▸ The exercise:
Format the entries below as a two-column CSV with the header row entry_text,answer, giving one row per entry. Wrap each field in double quotes and replace any line breaks inside a field with spaces.

* Start Supplied entries *

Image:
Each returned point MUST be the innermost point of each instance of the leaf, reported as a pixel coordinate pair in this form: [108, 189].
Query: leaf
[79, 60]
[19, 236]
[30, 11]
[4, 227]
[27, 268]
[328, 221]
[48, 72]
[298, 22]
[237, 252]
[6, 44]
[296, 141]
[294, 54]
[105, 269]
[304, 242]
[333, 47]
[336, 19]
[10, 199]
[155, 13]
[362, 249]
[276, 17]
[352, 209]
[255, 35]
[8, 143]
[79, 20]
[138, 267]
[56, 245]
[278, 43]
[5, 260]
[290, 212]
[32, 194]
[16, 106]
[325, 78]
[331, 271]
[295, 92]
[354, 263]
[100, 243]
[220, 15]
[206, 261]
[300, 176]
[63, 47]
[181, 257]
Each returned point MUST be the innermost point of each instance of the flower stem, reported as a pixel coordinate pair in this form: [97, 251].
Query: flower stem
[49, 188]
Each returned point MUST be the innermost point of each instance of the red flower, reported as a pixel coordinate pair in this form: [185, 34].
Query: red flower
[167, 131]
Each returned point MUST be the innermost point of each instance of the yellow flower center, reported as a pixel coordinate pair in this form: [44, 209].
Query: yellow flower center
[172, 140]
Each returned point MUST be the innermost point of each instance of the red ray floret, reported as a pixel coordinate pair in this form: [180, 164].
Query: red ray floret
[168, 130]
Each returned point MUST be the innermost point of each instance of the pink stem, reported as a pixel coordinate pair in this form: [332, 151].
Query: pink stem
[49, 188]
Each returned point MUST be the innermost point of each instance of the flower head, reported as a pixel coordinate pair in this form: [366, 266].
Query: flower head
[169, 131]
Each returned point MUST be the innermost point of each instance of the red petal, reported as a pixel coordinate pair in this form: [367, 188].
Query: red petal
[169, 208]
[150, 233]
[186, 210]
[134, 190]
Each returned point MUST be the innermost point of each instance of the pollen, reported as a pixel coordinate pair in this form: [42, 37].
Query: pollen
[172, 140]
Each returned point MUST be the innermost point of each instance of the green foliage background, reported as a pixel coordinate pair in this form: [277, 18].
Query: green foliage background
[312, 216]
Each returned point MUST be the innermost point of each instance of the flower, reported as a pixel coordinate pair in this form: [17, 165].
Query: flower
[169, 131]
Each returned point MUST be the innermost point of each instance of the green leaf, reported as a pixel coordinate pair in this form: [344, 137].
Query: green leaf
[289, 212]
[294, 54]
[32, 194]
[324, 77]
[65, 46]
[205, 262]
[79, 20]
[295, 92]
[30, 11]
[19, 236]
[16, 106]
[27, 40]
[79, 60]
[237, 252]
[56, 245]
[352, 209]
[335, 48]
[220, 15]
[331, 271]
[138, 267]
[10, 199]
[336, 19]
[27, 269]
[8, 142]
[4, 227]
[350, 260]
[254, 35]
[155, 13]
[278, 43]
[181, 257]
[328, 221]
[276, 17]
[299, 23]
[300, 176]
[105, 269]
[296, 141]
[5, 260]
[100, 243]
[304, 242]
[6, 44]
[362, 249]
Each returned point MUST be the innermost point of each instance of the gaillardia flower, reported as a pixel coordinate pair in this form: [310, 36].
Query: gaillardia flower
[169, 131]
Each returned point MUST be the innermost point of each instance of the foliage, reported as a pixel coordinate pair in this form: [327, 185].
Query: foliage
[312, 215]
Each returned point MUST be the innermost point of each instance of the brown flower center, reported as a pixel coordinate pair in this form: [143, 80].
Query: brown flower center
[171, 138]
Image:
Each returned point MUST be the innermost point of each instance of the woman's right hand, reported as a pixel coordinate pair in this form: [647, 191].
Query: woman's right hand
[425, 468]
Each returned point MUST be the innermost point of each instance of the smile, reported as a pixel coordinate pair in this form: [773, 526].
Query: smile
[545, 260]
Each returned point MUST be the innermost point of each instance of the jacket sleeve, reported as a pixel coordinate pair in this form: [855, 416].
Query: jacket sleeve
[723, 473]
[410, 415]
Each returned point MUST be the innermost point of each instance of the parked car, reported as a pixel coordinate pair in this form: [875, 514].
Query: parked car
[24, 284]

* End Supplied entries *

▸ Result for this task:
entry_text,answer
"Image: Each returned point MUST be the innermost point of each instance of the leaf, reported as a pixel coordinate pair in this form: [108, 189]. Query: leaf","[79, 60] [19, 236] [30, 11] [4, 227] [27, 268] [328, 221] [48, 72] [298, 22] [237, 252] [6, 44] [296, 141] [294, 54] [105, 269] [304, 242] [333, 47] [336, 19] [10, 199] [155, 13] [362, 249] [276, 17] [352, 209] [255, 35] [8, 143] [79, 20] [138, 267] [56, 245] [278, 43] [5, 260] [290, 212] [32, 194] [16, 106] [325, 78] [331, 271] [295, 92] [354, 263] [100, 243] [220, 15] [206, 261] [300, 176] [63, 47] [181, 257]"
"Each returned point MUST be the innermost point of each instance of the flower stem, reported as a pixel coordinate pair in this form: [97, 251]. Query: flower stem","[49, 188]"
"Each returned point MUST be the innermost point of each instance of the red flower, reported as a pixel coordinate pair in this form: [185, 34]. Query: red flower","[167, 131]"
"Each returned point MUST be the innermost point of each instance of the yellow flower center, reported as a pixel coordinate pair in this form: [44, 209]. Query: yellow flower center","[172, 140]"
"Each returned point MUST be the innermost point of each instance of the red ray floret, reported as a pixel coordinate pair in this form: [180, 164]. Query: red ray floret","[168, 130]"
"Each returned point MUST be the innermost point of each instance of the pink stem, reported as a pixel coordinate pair in this form: [332, 151]. Query: pink stem","[49, 188]"
"Each returned point MUST be the innermost point of each instance of the flower head, reported as a pixel coordinate pair in this form: [366, 266]. Query: flower head","[169, 131]"
"Each returned point MUST be the innermost point of each instance of the red petal, reported as a pixel coordinate pair in this form: [367, 188]. Query: red petal","[169, 208] [150, 233] [186, 210] [134, 190]"
"Each returned point MUST be the innermost point of each instance of the pollen, reported as a pixel coordinate pair in this form: [42, 37]. Query: pollen","[172, 140]"
"Each returned point MUST be the innermost point of each instance of the green foliage background, reported as a pixel coordinate pair in this form: [277, 18]. Query: green foliage background","[312, 216]"
"Each returned point MUST be the innermost point of each instance of the flower, reported as a pixel coordinate pair in this form: [17, 165]. Query: flower","[169, 131]"
"Each returned point MUST be the innermost point of each instance of the green leaf, reported as a pixel coordinate pair in this form: [344, 137]. Query: green leaf","[289, 212] [294, 54] [32, 194] [324, 77] [65, 46] [205, 262] [79, 20] [295, 92] [30, 11] [19, 236] [16, 106] [27, 40] [79, 60] [237, 252] [56, 245] [352, 209] [335, 48] [220, 15] [331, 271] [138, 267] [10, 199] [336, 19] [27, 269] [8, 142] [4, 227] [350, 260] [254, 35] [155, 13] [278, 43] [181, 257] [328, 221] [276, 17] [299, 23] [300, 176] [105, 269] [296, 141] [5, 260] [100, 243] [304, 242] [6, 44] [362, 249]"
"Each returned point MUST be the innermost point of each instance of the gaillardia flower, reported as a pixel coordinate pair in this form: [310, 36]. Query: gaillardia flower","[169, 131]"
"Each returned point MUST be the innermost point of each instance of the foliage, reported as a pixel coordinate pair in this form: [327, 185]. Query: foliage","[312, 215]"
"Each returned point MUST be the innermost point of each instance of the brown flower center, reported as a pixel coordinate pair in this form: [143, 80]. Query: brown flower center","[171, 138]"
"Image: Each returned point MUST be the innermost point of each instance of the woman's right hand, reported as a pixel coordinate pair in this form: [647, 191]. Query: woman's right hand","[425, 468]"
"Each returned point MUST be the innermost point of each instance of the smile, reported as a pixel coordinate pair in this form: [773, 526]. Query: smile","[545, 260]"
"Each returned point MUST be the innermost point of each instance of the jacket sleeve, reported as a pixel coordinate pair in this form: [855, 416]. Query: jacket sleeve","[723, 473] [410, 415]"
"Each returned point MUST be the innermost point of each instance of the parked car, reported as a pixel coordinate pair in this form: [875, 514]. Query: parked car","[24, 284]"